Text under study Start Marker

Can we return the principles of the free market to healthcare pricing?
"I'm not sure we ever started from that place," said Brill. "We certainly have slid far away from it." He pointed to Medicare as a countervailing payer power to the most concentrated healthcare provider. "It does an awfully good job. It's run mostly by the private sector, contracted out, and demonstrates that if you have one really big buyer in the marketplace it can serve to address the accumulated power of the providers."
Should the chargemaster be replaced?
Delbanco stated that the recent public release of chargemaster data was a great education for all about "how much variation there is [among hospitals] in the charges much less what people end up paying. What we need to work toward, and this will take a lot of work and time, is understanding exactly what the underlying costs are of delivering care and what cost it takes to deliver high quality care."

Text under study End Marker
Dataset entries Start Marker

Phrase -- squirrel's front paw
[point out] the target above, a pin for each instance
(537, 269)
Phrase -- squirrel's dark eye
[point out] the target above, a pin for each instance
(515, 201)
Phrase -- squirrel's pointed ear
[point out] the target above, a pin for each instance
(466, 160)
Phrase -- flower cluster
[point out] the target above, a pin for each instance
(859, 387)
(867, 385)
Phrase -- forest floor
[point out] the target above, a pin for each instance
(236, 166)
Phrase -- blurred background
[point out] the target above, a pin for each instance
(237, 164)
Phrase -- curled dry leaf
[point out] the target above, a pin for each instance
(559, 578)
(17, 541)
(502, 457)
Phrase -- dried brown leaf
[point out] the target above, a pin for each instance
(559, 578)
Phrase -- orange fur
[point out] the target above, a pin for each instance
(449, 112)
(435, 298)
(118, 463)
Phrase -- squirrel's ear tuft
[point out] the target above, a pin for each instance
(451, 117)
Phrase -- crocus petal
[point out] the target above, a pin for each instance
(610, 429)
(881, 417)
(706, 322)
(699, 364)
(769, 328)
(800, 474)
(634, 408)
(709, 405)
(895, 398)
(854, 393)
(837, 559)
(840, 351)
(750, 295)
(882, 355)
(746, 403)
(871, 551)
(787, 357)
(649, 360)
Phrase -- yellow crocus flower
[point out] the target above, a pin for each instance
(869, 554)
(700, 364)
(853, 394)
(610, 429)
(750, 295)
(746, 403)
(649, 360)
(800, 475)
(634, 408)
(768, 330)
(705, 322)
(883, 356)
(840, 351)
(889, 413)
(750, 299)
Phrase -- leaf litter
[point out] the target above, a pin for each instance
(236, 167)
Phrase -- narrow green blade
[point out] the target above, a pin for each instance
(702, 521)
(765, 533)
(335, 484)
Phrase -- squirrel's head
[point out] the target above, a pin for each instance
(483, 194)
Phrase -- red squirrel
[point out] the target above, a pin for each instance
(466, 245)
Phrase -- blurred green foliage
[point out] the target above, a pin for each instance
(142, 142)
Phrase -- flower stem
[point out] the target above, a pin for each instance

Dataset entries End Marker

What the task requires
Continue the discussion of healthcare pricing and the chargemaster, picking up right after its last sentence.

Written answer
She noted that most hospitals and health systems "really don't know what it takes in terms of cost to deliver a unit of care." Without that knowledge, she said, it would be impossible to arrive at a "rational system to decide how much a procedure should cost."
What about consolidation's effect on pricing?
Sen. John Thune (R-SD) expressed concern that the coordination and integration of healthcare is providing an incentive in the market for consolidation and translates to higher costs. "What areas of anti-trust need to be re-evaluated if this trend continues to help put downward pressure on prices?"